• **Exercise prompt**: Reproduce every entry exactly, without alteration.

• **Data supplied**:
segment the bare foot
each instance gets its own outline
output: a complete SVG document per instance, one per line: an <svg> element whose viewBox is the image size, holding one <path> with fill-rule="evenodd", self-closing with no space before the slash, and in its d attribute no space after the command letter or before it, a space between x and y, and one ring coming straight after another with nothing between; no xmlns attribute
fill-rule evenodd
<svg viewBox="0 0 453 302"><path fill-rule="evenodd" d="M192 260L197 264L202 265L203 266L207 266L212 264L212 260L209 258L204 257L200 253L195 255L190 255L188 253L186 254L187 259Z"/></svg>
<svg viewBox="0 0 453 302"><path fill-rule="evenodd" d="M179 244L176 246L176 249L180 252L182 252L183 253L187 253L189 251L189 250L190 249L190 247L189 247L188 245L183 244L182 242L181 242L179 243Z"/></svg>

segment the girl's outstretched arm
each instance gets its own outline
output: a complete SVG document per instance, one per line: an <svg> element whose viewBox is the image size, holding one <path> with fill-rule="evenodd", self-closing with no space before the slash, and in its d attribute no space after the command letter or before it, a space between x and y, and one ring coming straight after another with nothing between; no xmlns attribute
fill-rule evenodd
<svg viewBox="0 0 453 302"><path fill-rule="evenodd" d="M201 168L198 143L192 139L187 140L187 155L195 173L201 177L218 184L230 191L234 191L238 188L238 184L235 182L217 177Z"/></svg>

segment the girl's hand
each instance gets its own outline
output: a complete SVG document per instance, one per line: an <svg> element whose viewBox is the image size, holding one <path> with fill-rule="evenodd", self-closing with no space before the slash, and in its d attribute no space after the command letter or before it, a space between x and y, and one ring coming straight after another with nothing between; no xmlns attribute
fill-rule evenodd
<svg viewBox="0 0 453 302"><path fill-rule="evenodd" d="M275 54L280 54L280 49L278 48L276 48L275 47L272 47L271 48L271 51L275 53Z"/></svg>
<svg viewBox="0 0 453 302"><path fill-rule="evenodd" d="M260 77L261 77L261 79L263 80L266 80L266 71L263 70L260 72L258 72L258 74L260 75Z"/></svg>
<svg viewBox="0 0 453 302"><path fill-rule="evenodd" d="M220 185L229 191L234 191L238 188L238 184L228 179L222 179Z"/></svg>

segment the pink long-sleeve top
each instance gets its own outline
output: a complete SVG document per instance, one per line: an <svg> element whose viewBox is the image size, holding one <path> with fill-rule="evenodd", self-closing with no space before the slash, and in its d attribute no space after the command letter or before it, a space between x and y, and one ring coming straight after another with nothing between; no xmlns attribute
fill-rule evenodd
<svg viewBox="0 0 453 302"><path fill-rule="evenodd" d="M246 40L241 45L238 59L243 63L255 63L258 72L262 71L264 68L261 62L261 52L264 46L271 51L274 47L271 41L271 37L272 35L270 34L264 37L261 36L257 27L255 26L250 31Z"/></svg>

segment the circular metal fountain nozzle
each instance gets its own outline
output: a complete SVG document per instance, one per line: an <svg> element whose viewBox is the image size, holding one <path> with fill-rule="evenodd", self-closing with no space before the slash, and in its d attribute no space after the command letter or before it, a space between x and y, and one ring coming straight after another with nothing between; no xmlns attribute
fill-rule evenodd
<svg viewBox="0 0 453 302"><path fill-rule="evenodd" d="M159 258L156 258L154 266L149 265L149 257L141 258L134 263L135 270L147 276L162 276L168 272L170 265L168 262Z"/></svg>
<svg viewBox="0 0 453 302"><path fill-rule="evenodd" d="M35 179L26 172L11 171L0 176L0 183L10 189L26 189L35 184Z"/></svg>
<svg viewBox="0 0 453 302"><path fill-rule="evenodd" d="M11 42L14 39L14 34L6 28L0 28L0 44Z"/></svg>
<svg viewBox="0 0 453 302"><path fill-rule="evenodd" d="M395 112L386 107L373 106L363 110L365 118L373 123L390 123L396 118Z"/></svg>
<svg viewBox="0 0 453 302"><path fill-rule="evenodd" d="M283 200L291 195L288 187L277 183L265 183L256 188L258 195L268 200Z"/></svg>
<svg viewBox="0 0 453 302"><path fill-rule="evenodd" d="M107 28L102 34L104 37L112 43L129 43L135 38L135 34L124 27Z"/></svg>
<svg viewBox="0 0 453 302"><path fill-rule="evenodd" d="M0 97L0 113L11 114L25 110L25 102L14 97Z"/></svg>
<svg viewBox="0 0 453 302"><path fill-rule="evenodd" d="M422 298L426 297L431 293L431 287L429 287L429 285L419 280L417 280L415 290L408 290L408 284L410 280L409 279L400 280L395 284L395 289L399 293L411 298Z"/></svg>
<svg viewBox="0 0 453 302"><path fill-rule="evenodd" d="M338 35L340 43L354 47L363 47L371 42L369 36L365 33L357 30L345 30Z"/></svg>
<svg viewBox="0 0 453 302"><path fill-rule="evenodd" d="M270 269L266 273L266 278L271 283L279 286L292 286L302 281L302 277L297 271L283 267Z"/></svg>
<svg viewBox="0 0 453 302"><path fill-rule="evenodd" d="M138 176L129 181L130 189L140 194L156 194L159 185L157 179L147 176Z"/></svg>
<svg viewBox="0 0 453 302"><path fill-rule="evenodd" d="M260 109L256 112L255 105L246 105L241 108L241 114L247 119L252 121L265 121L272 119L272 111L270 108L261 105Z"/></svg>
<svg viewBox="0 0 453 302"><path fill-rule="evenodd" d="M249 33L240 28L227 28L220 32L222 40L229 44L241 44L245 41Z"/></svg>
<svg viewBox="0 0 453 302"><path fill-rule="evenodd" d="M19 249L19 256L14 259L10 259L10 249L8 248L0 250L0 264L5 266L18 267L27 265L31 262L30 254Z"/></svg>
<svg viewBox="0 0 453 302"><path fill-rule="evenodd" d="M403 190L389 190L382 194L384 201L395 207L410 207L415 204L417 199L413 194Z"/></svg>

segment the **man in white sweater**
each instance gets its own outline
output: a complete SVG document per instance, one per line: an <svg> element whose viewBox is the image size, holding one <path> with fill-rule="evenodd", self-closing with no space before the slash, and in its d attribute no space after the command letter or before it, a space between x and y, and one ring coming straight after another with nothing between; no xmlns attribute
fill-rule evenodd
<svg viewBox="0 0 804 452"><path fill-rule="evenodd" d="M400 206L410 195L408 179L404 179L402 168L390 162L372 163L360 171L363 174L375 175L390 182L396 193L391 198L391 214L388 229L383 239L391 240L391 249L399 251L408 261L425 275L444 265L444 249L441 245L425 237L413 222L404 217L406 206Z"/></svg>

• **Solution**:
segment the bare foot
each instance gets its own outline
output: a complete SVG document per instance, one per line: an <svg> element whose viewBox is the image size, holding one <path> with fill-rule="evenodd", self-closing with no space before the slash, and in its d attribute no space after the command letter or before it, a space between x and y, and one ring coming straight after another with nothing between; no xmlns attribute
fill-rule evenodd
<svg viewBox="0 0 453 302"><path fill-rule="evenodd" d="M192 260L197 264L202 265L203 266L207 266L212 264L212 260L209 258L204 257L200 253L195 255L190 255L188 253L186 254L187 259Z"/></svg>
<svg viewBox="0 0 453 302"><path fill-rule="evenodd" d="M179 244L176 246L176 249L180 252L182 252L183 253L187 253L189 251L189 250L190 249L190 247L189 247L188 245L183 244L182 242L181 242L179 243Z"/></svg>

segment the girl's outstretched arm
each instance gets its own outline
output: a complete SVG document per instance, one per line: an <svg> element whose viewBox is the image size, holding one <path> with fill-rule="evenodd", self-closing with no space before the slash, and in its d attribute no space after the command letter or before it, a space between x and y, and one ring coming straight after another with nothing between; no xmlns attribute
fill-rule evenodd
<svg viewBox="0 0 453 302"><path fill-rule="evenodd" d="M201 168L198 143L192 139L187 140L187 155L195 173L201 177L218 184L230 191L234 191L238 188L238 184L235 182L217 177Z"/></svg>

segment the girl's hand
each instance gets its own outline
output: a complete SVG document per instance, one per line: an <svg> element whose viewBox is the image size, holding one <path> with fill-rule="evenodd", self-closing with no space before the slash, and in its d attribute no space after the command letter or before it, a space between x and y, and one ring coming straight after another with nothing between; no xmlns attribute
fill-rule evenodd
<svg viewBox="0 0 453 302"><path fill-rule="evenodd" d="M275 54L280 54L280 49L278 48L276 48L275 47L272 47L271 48L271 51L275 53Z"/></svg>
<svg viewBox="0 0 453 302"><path fill-rule="evenodd" d="M260 77L261 77L261 79L263 80L266 80L266 71L263 70L260 72L258 72L258 74L260 75Z"/></svg>
<svg viewBox="0 0 453 302"><path fill-rule="evenodd" d="M220 185L229 191L234 191L238 188L238 184L228 179L222 179Z"/></svg>

segment the pink long-sleeve top
each instance gets its own outline
output: a complete SVG document per instance, one per line: an <svg> element whose viewBox is the image size, holding one <path> with fill-rule="evenodd", self-closing with no space before the slash, and in its d attribute no space after the command letter or before it, a space between x and y, and one ring coming straight after another with nothing between; no xmlns attribute
fill-rule evenodd
<svg viewBox="0 0 453 302"><path fill-rule="evenodd" d="M246 40L241 45L238 59L243 63L255 63L258 72L262 71L264 68L261 62L261 52L264 46L271 51L274 47L271 41L271 37L272 35L270 34L264 37L261 36L257 27L255 26L250 31Z"/></svg>

segment the circular metal fountain nozzle
each instance gets its own outline
output: a complete SVG document per instance, one per line: an <svg> element whose viewBox is the image size, holding one <path> with fill-rule="evenodd", self-closing with no space before the slash, and in its d attribute no space after the command letter or before it, a space between x and y, and one ring coming straight after another with nothing between; no xmlns attribute
fill-rule evenodd
<svg viewBox="0 0 453 302"><path fill-rule="evenodd" d="M159 258L156 258L154 266L149 265L149 257L141 258L134 263L135 270L147 276L162 276L168 272L170 265L168 262Z"/></svg>
<svg viewBox="0 0 453 302"><path fill-rule="evenodd" d="M35 179L26 172L11 171L0 176L0 183L10 189L26 189L35 184Z"/></svg>
<svg viewBox="0 0 453 302"><path fill-rule="evenodd" d="M11 42L14 39L14 34L6 28L0 28L0 44Z"/></svg>
<svg viewBox="0 0 453 302"><path fill-rule="evenodd" d="M395 112L386 107L373 106L363 110L365 118L373 123L390 123L396 118Z"/></svg>
<svg viewBox="0 0 453 302"><path fill-rule="evenodd" d="M283 200L291 195L288 187L277 183L265 183L256 188L258 195L268 200Z"/></svg>
<svg viewBox="0 0 453 302"><path fill-rule="evenodd" d="M107 28L102 34L104 37L112 43L129 43L135 38L135 34L124 27Z"/></svg>
<svg viewBox="0 0 453 302"><path fill-rule="evenodd" d="M0 97L0 113L11 114L25 110L25 102L14 97Z"/></svg>
<svg viewBox="0 0 453 302"><path fill-rule="evenodd" d="M422 298L426 297L431 293L431 287L429 287L429 285L419 280L417 280L415 290L408 290L408 284L410 280L409 279L400 280L395 284L395 289L399 293L411 298Z"/></svg>
<svg viewBox="0 0 453 302"><path fill-rule="evenodd" d="M338 35L340 43L354 47L363 47L371 42L369 36L365 33L357 30L345 30Z"/></svg>
<svg viewBox="0 0 453 302"><path fill-rule="evenodd" d="M270 269L266 273L266 278L271 283L279 286L292 286L302 281L302 277L297 271L283 267Z"/></svg>
<svg viewBox="0 0 453 302"><path fill-rule="evenodd" d="M138 176L129 181L130 189L140 194L156 194L159 185L157 179L147 176Z"/></svg>
<svg viewBox="0 0 453 302"><path fill-rule="evenodd" d="M260 109L256 112L255 105L246 105L241 108L241 114L247 119L252 121L265 121L272 119L272 111L270 108L261 105Z"/></svg>
<svg viewBox="0 0 453 302"><path fill-rule="evenodd" d="M249 33L240 28L227 28L220 32L222 40L229 44L241 44L245 41Z"/></svg>
<svg viewBox="0 0 453 302"><path fill-rule="evenodd" d="M19 249L19 256L14 259L10 259L10 249L8 248L0 250L0 264L5 266L18 267L27 265L31 262L30 254Z"/></svg>
<svg viewBox="0 0 453 302"><path fill-rule="evenodd" d="M403 190L389 190L382 194L384 201L395 207L410 207L415 204L417 199L413 194Z"/></svg>

segment the **man in white sweater**
each instance gets its own outline
output: a complete SVG document per instance, one per line: an <svg> element whose viewBox is the image size, holding one <path> with fill-rule="evenodd", self-closing with no space before the slash, and in its d attribute no space after the command letter or before it, a space between x and y, and one ring coming straight after another with nothing between; no xmlns attribute
fill-rule evenodd
<svg viewBox="0 0 804 452"><path fill-rule="evenodd" d="M400 206L410 195L408 179L404 179L402 168L390 162L372 163L360 171L363 174L375 175L390 182L396 193L391 198L391 214L388 229L383 239L391 240L391 249L399 251L408 261L425 275L444 265L444 249L441 245L425 237L413 222L404 217L406 206Z"/></svg>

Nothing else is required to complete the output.